TRECHO DO DOCUMENTO>
'''
Vítimas do Prazer funciona de uma certa
forma como o maior escape marginal – e nesse caso, um
filme marginalizado dentre os marginais – dentro dos
filmes realizados na Boca do Lixo. Cláudio Cunha
é um cineasta bastante habilidoso, mas também
uma figura quase mítica dentro da Boca com suas
muitas histórias, um comportamento que leva a
crer ser provavelmente a pessoa ideal para assumir o
roteiro de Carlão Reichenbach, tendo em vista
que é capaz de colocar em cena as maiores sandices
sem perder em momento algum um certo senso de absurdo
mas com absoluto vigor – Vítimas do Prazer
tem um tipo raro de humor mesmo dentro de um gueto
específico do cinema brasileiro. Sem ser paródico,
mas ao mesmo tempo auto-crítico, se levando a
sério e por isso mesmo não se levando,
há um tom estranhíssimo que permeia a
duração do filme. Um clima de desencanto
fassbinderiano que encontra um clima fulleriano, sem
perder o mais absoluto clima chanchadesco. Na verdade,
não seria um absurdo dizer que Vítimas
do Prazer poderia ser Samuel Fuller refilmando Precauções
Diante de uma Prostituta Santa. Há até
um momento sensacional onde os dois filmes se tornam
gêmeos, pouco antes do começo das filmagens.
'''
INSTRUÇÕES E REQUISITOS> Prossiga o texto sobre Vítimas do Prazer, acima, a partir da última frase apresentada.

TRECHOS DOS ITENS>
'''
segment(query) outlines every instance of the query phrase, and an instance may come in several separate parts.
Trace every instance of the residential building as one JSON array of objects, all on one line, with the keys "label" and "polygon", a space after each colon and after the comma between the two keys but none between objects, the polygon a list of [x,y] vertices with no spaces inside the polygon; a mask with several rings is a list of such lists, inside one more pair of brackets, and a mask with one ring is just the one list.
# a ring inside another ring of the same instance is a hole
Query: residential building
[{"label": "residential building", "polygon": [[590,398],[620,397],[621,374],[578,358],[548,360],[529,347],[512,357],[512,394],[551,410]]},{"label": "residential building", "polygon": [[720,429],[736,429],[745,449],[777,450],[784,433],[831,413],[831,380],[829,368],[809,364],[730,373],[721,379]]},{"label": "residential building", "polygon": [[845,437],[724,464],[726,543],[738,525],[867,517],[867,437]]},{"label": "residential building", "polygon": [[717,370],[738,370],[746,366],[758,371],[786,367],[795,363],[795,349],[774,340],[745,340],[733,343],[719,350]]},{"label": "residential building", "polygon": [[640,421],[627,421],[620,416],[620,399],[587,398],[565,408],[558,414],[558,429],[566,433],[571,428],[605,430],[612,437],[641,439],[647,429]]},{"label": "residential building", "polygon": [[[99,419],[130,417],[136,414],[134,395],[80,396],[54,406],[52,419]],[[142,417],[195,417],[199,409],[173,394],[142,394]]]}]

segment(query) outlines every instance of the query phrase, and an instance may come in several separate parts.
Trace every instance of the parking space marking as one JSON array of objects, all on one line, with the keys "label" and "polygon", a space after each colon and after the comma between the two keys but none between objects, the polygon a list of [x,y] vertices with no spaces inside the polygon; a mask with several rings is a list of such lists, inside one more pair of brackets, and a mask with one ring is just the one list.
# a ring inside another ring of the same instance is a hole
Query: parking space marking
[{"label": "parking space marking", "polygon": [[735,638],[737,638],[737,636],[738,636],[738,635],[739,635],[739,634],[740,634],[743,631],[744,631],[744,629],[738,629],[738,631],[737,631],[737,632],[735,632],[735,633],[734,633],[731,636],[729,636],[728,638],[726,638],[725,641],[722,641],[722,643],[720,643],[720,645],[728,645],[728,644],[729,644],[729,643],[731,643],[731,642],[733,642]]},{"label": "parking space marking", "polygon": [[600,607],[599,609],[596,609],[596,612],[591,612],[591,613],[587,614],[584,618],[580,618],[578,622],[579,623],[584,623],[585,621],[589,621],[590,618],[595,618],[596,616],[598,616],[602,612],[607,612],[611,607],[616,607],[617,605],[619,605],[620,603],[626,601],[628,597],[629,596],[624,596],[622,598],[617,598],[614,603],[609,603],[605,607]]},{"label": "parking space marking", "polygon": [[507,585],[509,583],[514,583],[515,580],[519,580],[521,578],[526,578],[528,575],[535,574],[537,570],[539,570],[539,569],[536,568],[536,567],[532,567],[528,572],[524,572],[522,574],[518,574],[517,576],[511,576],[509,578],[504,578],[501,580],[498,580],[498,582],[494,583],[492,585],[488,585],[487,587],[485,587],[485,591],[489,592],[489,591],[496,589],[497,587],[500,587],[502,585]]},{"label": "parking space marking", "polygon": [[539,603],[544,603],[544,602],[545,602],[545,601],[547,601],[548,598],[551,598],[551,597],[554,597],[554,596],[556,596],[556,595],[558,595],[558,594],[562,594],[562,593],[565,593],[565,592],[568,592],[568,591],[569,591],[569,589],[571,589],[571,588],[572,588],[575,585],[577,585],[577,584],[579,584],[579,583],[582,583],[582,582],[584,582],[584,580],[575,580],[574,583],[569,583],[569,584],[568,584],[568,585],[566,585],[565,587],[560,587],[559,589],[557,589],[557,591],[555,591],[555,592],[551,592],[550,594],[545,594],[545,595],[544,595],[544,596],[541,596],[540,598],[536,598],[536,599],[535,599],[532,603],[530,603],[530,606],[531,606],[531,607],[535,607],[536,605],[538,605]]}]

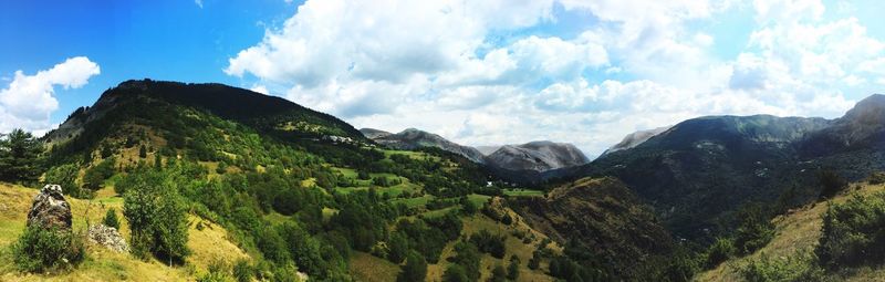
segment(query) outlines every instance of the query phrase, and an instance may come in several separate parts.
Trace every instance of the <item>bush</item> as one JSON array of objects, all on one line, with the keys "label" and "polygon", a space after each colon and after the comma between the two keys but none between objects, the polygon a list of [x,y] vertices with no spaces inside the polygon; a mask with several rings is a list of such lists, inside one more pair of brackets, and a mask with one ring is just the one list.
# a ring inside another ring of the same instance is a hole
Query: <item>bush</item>
[{"label": "bush", "polygon": [[848,187],[848,181],[832,169],[818,171],[818,181],[821,185],[820,199],[830,199]]},{"label": "bush", "polygon": [[76,265],[85,255],[83,238],[66,230],[31,226],[12,243],[15,265],[25,272],[43,272]]},{"label": "bush", "polygon": [[510,264],[507,265],[507,279],[516,281],[519,278],[519,258],[510,255]]},{"label": "bush", "polygon": [[55,184],[62,186],[62,191],[74,198],[88,198],[88,192],[83,192],[80,186],[76,185],[76,178],[80,175],[80,167],[74,164],[61,165],[50,168],[46,171],[46,184]]},{"label": "bush", "polygon": [[129,222],[133,253],[183,263],[187,248],[187,206],[178,195],[180,179],[166,171],[135,171],[121,180],[123,215]]},{"label": "bush", "polygon": [[885,261],[885,192],[832,203],[823,217],[816,254],[830,268]]},{"label": "bush", "polygon": [[749,205],[737,212],[740,220],[735,231],[735,248],[741,254],[750,254],[774,238],[774,223],[761,205]]},{"label": "bush", "polygon": [[740,269],[740,273],[750,282],[770,281],[826,281],[822,269],[815,267],[813,257],[799,253],[793,257],[769,258],[761,255],[759,260],[751,260]]},{"label": "bush", "polygon": [[104,216],[104,224],[119,230],[119,220],[117,219],[117,211],[112,209],[107,210]]},{"label": "bush", "polygon": [[866,181],[872,185],[885,184],[885,173],[873,173],[866,178]]},{"label": "bush", "polygon": [[717,238],[705,253],[704,267],[714,269],[735,253],[735,242],[729,238]]},{"label": "bush", "polygon": [[473,243],[479,251],[489,253],[498,259],[504,258],[506,239],[506,236],[496,236],[485,229],[470,236],[470,242]]},{"label": "bush", "polygon": [[416,251],[409,251],[403,272],[396,276],[397,282],[424,281],[427,276],[427,261]]},{"label": "bush", "polygon": [[[97,190],[98,188],[102,188],[104,180],[114,175],[114,164],[116,164],[116,160],[111,157],[105,158],[102,160],[102,163],[98,163],[97,165],[86,169],[86,173],[83,175],[83,188],[90,190]],[[123,192],[116,189],[115,191],[119,195]]]},{"label": "bush", "polygon": [[239,259],[233,263],[233,278],[237,282],[250,282],[254,275],[254,269],[249,265],[249,261]]}]

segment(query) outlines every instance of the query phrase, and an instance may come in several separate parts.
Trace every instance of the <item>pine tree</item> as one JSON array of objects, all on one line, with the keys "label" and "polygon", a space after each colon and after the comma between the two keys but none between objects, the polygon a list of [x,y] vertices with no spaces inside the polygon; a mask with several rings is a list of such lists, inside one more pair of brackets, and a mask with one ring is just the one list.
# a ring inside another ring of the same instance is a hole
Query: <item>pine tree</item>
[{"label": "pine tree", "polygon": [[0,180],[33,184],[41,174],[43,146],[31,133],[13,129],[0,139]]}]

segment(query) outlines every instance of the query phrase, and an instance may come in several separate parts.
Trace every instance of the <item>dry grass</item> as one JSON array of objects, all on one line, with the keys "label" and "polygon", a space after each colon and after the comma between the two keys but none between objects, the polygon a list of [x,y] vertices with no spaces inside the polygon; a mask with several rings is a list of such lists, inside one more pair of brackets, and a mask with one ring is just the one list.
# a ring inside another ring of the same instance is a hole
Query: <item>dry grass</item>
[{"label": "dry grass", "polygon": [[[37,196],[37,189],[0,184],[0,249],[6,250],[24,229],[28,210]],[[97,192],[94,200],[67,198],[74,216],[74,230],[85,230],[86,219],[91,224],[102,221],[110,208],[117,210],[121,219],[121,233],[128,239],[128,226],[123,217],[123,200],[113,195],[113,188]],[[87,259],[70,272],[46,275],[19,273],[12,265],[11,258],[4,251],[0,254],[0,281],[192,281],[194,272],[202,272],[207,265],[217,260],[228,263],[249,257],[228,240],[227,231],[218,224],[209,223],[199,217],[190,216],[188,248],[192,254],[187,264],[192,267],[167,267],[156,260],[142,261],[127,253],[116,253],[103,247],[90,244]],[[201,221],[206,228],[197,230],[196,222]]]},{"label": "dry grass", "polygon": [[[862,195],[871,195],[876,191],[885,190],[882,185],[867,185],[860,184],[858,189],[854,189],[857,185],[851,185],[852,192]],[[833,202],[845,202],[851,195],[840,195],[833,198]],[[762,255],[772,258],[790,258],[794,257],[798,252],[813,251],[818,246],[818,240],[821,238],[821,228],[823,227],[823,213],[826,211],[827,203],[819,202],[808,205],[805,207],[790,210],[787,215],[779,216],[772,221],[777,227],[777,234],[768,246],[756,251],[754,253],[731,259],[718,268],[696,275],[696,281],[742,281],[739,270],[743,268],[749,260],[759,260]],[[856,273],[852,273],[845,281],[885,281],[885,269],[861,269]]]},{"label": "dry grass", "polygon": [[395,281],[399,274],[399,265],[364,252],[351,255],[350,269],[356,281],[364,282]]}]

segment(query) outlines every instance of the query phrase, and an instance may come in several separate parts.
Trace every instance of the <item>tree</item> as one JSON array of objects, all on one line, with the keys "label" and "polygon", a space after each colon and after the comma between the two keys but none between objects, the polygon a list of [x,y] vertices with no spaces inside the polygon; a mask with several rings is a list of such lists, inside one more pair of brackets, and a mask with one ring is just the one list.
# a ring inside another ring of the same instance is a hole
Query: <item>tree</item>
[{"label": "tree", "polygon": [[519,278],[519,258],[510,255],[510,264],[507,265],[507,279],[516,281]]},{"label": "tree", "polygon": [[848,181],[832,169],[818,171],[818,181],[821,185],[820,199],[830,199],[848,187]]},{"label": "tree", "polygon": [[747,205],[737,212],[740,220],[735,231],[735,248],[741,254],[749,254],[764,247],[774,238],[774,223],[761,205]]},{"label": "tree", "polygon": [[470,280],[467,276],[467,271],[465,271],[464,267],[458,264],[450,264],[446,272],[442,273],[442,281],[446,282],[470,282],[476,280]]},{"label": "tree", "polygon": [[107,213],[104,215],[104,224],[119,230],[119,219],[117,219],[116,210],[113,208],[107,209]]},{"label": "tree", "polygon": [[464,213],[467,216],[472,216],[477,213],[477,211],[479,210],[477,205],[470,201],[470,199],[468,199],[467,196],[461,197],[460,201],[461,201],[461,211],[464,211]]},{"label": "tree", "polygon": [[400,232],[391,234],[391,240],[387,242],[387,259],[394,263],[400,263],[408,254],[408,239]]},{"label": "tree", "polygon": [[62,191],[74,198],[86,198],[88,194],[81,192],[80,186],[76,185],[76,177],[80,174],[80,167],[74,164],[61,165],[50,168],[46,171],[46,184],[55,184],[62,187]]},{"label": "tree", "polygon": [[[97,190],[104,185],[104,180],[114,175],[114,165],[116,160],[113,157],[105,158],[97,165],[86,169],[83,175],[83,187],[90,190]],[[115,190],[122,194],[122,190]]]},{"label": "tree", "polygon": [[146,258],[183,263],[190,254],[187,248],[187,206],[178,194],[184,179],[174,179],[166,171],[140,170],[127,175],[119,186],[123,215],[129,222],[133,253]]},{"label": "tree", "polygon": [[501,264],[496,264],[494,269],[491,270],[491,278],[489,281],[492,282],[504,282],[507,281],[507,270]]},{"label": "tree", "polygon": [[397,282],[424,281],[427,276],[427,261],[424,255],[416,251],[409,251],[406,255],[406,265],[403,272],[396,278]]},{"label": "tree", "polygon": [[0,138],[0,180],[33,184],[41,174],[43,146],[31,133],[12,129]]}]

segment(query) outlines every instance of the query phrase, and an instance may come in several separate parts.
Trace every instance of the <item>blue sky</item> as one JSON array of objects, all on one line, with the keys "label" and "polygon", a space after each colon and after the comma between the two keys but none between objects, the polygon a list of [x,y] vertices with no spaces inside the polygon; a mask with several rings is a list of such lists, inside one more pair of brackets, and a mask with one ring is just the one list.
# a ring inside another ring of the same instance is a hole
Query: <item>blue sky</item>
[{"label": "blue sky", "polygon": [[714,114],[836,117],[885,87],[885,3],[4,1],[0,132],[128,79],[220,82],[356,127],[596,155]]}]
'''
RESULTADO DO EXERCÍCIO>
Há algo de fascinante na capacidade de Cunha
em captar os momentos mais absurdos como Canarinho sendo
puxado pela janela, ou as explosões de emoções
nos sets de filmagem. O filme parece tão seguro
no modo como vai colocando em cena o mais variado círculo
de absurdos, principalmente nas emoções
exageradas dos personagens, que o primeiro momento que
parece balançar o filme é justamente o
último plano, o momento limite. Último
plano alias, que é a essência do filme
B no que há de mais barato em sua encenação,
que também vem a ser o que há de mais
valoroso. De certa forma, Vítimas do Prazer
é a essência do filme vagabundo em seu
melhor estado.
O fiapo de trama é brilhante na forma como estará
jogando com toda uma idéia de filmes sobre o
fazer-cinema, usando como base a idéia dos snuffs,
os lendários filmes que supostamente continham
pessoas sendo mortas de verdade em cena. Produtor americano
contrata um falido Carlos Vereza que vê mesmo
no risco de estar realizando um filme ilegal no país,
a saída para sua crise. Daí em diante
as mais diferentes figuras vão se juntando, atores
desempregados, um ator louco, uma jovem de classe alta
que desperta a obsessão do americano. Vítimas
se constrói, especialmente tendo em vista tratar-se
de um filme pesado de alguma forma, com o extremo sentimento
de liberdade, ou melhor, do desejo de liberdade. A partir
do momento onde se passa do ensaio para a ação,
o ir filmar onde ninguém ainda fora informado
da morte certa de pessoas, assume-se de vez um lado
mais explosivo e ensandecido na forma. Importante observar
o diálogo que o filme estabelece com as influências
cinéfilas de Carlão Reichenbach em seu
roteiro. Daí surgem momentos antológicos
como o "eu sou tão brasileiro quanto
todos vocês", ou o primeiro "ensaio"
do que viriam a ser as mortes em cena.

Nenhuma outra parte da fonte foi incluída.